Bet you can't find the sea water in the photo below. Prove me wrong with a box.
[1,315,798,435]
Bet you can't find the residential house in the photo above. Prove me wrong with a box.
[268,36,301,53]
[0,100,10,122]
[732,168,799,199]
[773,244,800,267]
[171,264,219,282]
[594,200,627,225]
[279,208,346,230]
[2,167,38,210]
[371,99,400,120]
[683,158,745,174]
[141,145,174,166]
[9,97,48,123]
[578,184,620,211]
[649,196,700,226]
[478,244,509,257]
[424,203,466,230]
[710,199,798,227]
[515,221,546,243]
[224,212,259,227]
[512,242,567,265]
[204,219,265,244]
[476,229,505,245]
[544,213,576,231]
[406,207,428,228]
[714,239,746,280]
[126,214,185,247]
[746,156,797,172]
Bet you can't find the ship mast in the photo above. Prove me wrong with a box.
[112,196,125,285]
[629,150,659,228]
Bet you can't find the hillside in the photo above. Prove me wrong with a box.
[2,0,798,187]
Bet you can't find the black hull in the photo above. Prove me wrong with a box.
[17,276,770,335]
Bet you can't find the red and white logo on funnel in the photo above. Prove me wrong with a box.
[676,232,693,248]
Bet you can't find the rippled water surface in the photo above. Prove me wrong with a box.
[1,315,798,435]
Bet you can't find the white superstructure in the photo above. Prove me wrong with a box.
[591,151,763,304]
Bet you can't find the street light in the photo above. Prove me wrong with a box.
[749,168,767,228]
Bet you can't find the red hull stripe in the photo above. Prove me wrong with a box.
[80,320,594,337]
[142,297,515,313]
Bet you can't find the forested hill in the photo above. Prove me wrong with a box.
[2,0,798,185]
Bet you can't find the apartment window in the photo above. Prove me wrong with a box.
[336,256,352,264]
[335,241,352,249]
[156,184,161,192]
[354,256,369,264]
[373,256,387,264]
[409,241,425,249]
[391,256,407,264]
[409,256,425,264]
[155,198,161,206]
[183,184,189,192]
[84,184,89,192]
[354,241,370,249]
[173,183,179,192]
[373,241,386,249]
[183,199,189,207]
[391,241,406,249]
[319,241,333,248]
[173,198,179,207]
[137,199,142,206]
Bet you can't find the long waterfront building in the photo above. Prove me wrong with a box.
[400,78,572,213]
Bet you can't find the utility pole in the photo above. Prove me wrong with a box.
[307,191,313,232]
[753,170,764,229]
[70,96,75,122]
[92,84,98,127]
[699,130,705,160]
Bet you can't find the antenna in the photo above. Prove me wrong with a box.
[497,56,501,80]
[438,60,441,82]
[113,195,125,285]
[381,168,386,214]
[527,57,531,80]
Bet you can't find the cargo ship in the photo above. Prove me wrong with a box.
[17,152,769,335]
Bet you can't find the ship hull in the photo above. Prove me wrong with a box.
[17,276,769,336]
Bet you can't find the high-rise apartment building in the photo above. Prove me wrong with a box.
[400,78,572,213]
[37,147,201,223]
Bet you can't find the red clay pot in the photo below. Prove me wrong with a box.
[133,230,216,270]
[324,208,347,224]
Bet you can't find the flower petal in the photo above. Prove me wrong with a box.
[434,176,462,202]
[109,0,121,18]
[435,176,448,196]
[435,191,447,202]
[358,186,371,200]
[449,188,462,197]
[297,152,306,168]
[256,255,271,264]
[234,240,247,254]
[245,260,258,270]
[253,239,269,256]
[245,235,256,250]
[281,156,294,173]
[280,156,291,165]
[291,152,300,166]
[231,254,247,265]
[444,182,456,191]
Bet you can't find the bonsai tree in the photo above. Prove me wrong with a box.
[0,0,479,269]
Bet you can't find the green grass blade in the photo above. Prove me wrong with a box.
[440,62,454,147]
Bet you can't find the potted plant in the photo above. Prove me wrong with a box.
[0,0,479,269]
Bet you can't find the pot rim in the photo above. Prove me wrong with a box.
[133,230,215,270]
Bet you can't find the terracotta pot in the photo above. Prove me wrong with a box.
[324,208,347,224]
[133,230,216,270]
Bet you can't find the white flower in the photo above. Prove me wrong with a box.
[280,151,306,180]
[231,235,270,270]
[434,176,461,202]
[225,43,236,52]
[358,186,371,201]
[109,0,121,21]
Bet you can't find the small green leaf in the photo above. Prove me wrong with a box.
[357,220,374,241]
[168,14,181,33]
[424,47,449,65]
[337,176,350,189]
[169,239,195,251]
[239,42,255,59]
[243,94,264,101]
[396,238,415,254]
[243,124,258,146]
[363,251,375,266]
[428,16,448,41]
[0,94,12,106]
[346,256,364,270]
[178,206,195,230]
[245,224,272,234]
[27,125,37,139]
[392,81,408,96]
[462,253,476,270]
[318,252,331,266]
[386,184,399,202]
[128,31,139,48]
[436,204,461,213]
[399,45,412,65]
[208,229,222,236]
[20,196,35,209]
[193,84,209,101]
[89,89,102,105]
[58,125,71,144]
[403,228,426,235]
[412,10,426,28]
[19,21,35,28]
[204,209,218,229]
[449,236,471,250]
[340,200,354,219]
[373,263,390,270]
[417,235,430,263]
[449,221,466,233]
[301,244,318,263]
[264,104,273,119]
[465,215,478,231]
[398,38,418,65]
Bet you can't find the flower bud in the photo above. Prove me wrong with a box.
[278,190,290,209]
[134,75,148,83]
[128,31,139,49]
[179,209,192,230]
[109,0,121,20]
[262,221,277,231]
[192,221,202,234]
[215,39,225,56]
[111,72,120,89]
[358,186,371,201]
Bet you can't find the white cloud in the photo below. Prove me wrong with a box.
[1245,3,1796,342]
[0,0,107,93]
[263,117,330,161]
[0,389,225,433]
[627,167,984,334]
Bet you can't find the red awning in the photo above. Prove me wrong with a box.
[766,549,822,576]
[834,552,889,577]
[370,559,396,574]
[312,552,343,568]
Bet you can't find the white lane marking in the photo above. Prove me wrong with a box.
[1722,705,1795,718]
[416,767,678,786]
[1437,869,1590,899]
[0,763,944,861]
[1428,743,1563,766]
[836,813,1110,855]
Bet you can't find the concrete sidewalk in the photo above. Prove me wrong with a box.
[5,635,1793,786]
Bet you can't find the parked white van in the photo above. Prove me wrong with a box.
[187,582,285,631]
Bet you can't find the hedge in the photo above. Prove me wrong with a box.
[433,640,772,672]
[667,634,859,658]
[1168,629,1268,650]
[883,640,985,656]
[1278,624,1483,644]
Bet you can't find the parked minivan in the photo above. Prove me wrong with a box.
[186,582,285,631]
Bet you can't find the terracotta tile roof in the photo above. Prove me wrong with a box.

____

• Problem description
An exact copy of every record is required here.

• Solution to this exercise
Bet you can't find the sea water in the photo below. Prove me wrong with a box.
[1,315,798,435]
Bet you can't find the residential house in the photo above. Prove me wrong with a box.
[268,36,301,53]
[0,100,10,122]
[732,168,799,199]
[773,244,800,267]
[171,264,219,282]
[594,200,627,225]
[279,208,346,230]
[2,167,38,210]
[371,99,400,120]
[683,158,745,174]
[141,145,174,166]
[9,97,48,123]
[578,184,620,211]
[649,196,700,226]
[478,244,509,257]
[424,203,466,230]
[710,199,798,227]
[515,221,546,243]
[224,212,259,227]
[512,242,567,265]
[204,219,265,244]
[476,229,505,245]
[544,213,576,231]
[406,207,428,228]
[714,239,746,280]
[126,214,185,247]
[746,156,797,172]
Bet you can't find the ship mast in the photo above. Prove me wrong with a box.
[112,196,125,285]
[629,150,659,228]
Bet you can't find the hillside in the photo above. Prove me wrong with a box.
[2,0,798,187]
Bet you can't find the black hull in the photo above. Prove me wrong with a box.
[17,276,770,335]
Bet you can't find the red and white logo on funnel in the photo above. Prove me wrong with a box.
[676,232,693,248]
Bet you can't find the rippled water surface in the photo above. Prove me wrong with a box.
[1,315,798,435]
Bet you can't find the white superstructure in the photo above. Prove me wrong with a box.
[591,151,763,304]
Bet you can't find the street light in the photo above. Prove me wrong with a box.
[749,168,767,228]
Bet you can't find the red hull stripe in the photo above. Prove me wrong with a box.
[80,320,594,337]
[142,297,515,313]
Bet you can't find the forested hill in the photo above. Prove me wrong with a box.
[2,0,798,185]
Bet you can't find the apartment window in the photo above. Prove me wrong with a box.
[336,256,352,264]
[335,241,352,249]
[156,184,161,192]
[354,256,369,264]
[373,256,387,264]
[409,241,425,249]
[391,256,407,264]
[409,256,425,264]
[155,198,161,206]
[183,184,189,192]
[84,184,89,192]
[354,241,370,249]
[173,183,179,192]
[373,241,386,249]
[183,199,189,207]
[391,241,406,249]
[319,241,333,248]
[173,198,179,207]
[137,199,142,206]
Bet you can't find the long waterfront building in the photo above. Prove me wrong with a box.
[400,78,572,213]
Bet you can't find the utility pole in the photo above. Prove me wrong with a box.
[307,191,313,232]
[753,170,764,229]
[70,96,75,122]
[92,84,98,127]
[699,130,705,160]
Bet you can't find the antenna in the photo above. Prove me wrong with a box.
[497,56,501,80]
[438,60,441,82]
[113,195,125,285]
[381,168,386,214]
[527,57,531,80]
Bet you can't find the cargo ship in the photo above. Prove me wrong with a box.
[17,152,769,335]
Bet you can't find the ship hull in the photo above. Prove me wrong with a box.
[17,276,769,336]
Bet you can't find the high-rise apartment building in the photo above. Prove me wrong with a box.
[400,78,572,213]
[37,147,201,223]
Bet you can't find the red clay pot in the photo below. Prove me wrong with a box.
[133,230,216,270]
[324,208,347,224]
Bet you can't find the flower petal in the photo above. Prove me wrong with a box.
[434,176,462,202]
[109,0,121,18]
[435,176,448,196]
[435,191,447,202]
[358,186,371,200]
[449,188,462,197]
[297,152,306,168]
[256,255,271,264]
[234,240,247,254]
[245,260,258,270]
[253,239,269,256]
[245,235,256,250]
[281,156,294,173]
[280,156,291,165]
[291,152,300,166]
[231,254,247,265]
[444,182,456,191]
Bet you can't find the bonsai tree in the photo above. Prove me wrong with a box.
[0,0,479,269]
Bet you can't find the green grass blade in the photo above. Prove me wrong with a box.
[440,62,454,147]
Bet you can't find the potted plant in the photo above. Prove me wrong with a box.
[0,0,479,269]
Bet you can't find the pot rim in the photo above. Prove me wrong with a box.
[133,230,215,270]
Bet you can't find the terracotta pot in the photo above. Prove me wrong with a box.
[324,208,347,224]
[133,230,216,270]
Bet you can't find the white flower in the photo above. Prove me wrong with a box.
[280,151,306,180]
[231,235,270,270]
[434,176,461,202]
[225,43,236,52]
[358,186,371,201]
[109,0,121,21]
Bet you can't find the small green leaf in the photo above. Prove me wrong with a box.
[357,220,374,241]
[168,14,181,33]
[424,47,449,65]
[337,176,350,189]
[169,239,195,251]
[239,42,255,59]
[243,94,264,101]
[396,238,415,254]
[243,124,258,146]
[363,251,375,266]
[428,16,448,41]
[0,94,12,106]
[346,256,364,270]
[178,206,195,230]
[245,224,272,234]
[27,125,37,139]
[392,81,408,96]
[462,253,476,270]
[318,252,331,266]
[386,184,399,202]
[128,31,139,48]
[436,204,461,213]
[399,45,412,65]
[208,229,222,236]
[20,196,35,209]
[193,84,209,101]
[89,89,102,105]
[58,125,71,144]
[403,228,426,235]
[412,10,426,28]
[19,21,35,28]
[204,209,218,229]
[449,236,471,250]
[340,200,354,219]
[373,263,390,270]
[417,235,430,263]
[449,221,466,233]
[301,244,318,263]
[264,104,273,119]
[465,215,478,231]
[398,38,418,65]
Bet you can't find the flower bud in the photo above. Prove me wrong with a box.
[278,190,290,209]
[134,75,148,83]
[128,31,139,49]
[179,209,192,230]
[109,0,121,20]
[262,221,277,231]
[192,221,202,234]
[215,39,225,56]
[111,72,120,89]
[358,186,371,201]
Bet you can't find the white cloud in the photo below. Prove me wrong with a box.
[1245,3,1796,342]
[0,0,107,93]
[263,117,330,161]
[0,389,225,433]
[627,167,984,334]
Bet you can't find the red awning in the photo above. Prove me wrong with a box.
[766,549,822,576]
[834,552,889,577]
[370,559,396,574]
[312,552,343,568]
Bet you can't find the white lane marking in the photo above. Prove me wrong with a box.
[1722,705,1795,718]
[416,767,678,786]
[1437,869,1590,899]
[0,763,944,861]
[1428,743,1563,766]
[836,813,1110,855]
Bet you can't find the concrete sidewalk in the photo above. Prove me wrong with a box.
[5,635,1793,786]
Bet you can't find the parked white van in the photo above. Prove me wrong with a box.
[187,582,285,631]
Bet you can't find the hedge in the photo above. Prove me wrong with a box.
[433,640,772,672]
[667,634,859,658]
[1168,629,1268,650]
[883,640,985,656]
[1278,624,1483,644]
Bet you can't find the parked minivan in the photo above. Prove me wrong with a box.
[186,582,285,631]
Bet you can't find the terracotta tile roof in the photo above. Prove me wrong with a box.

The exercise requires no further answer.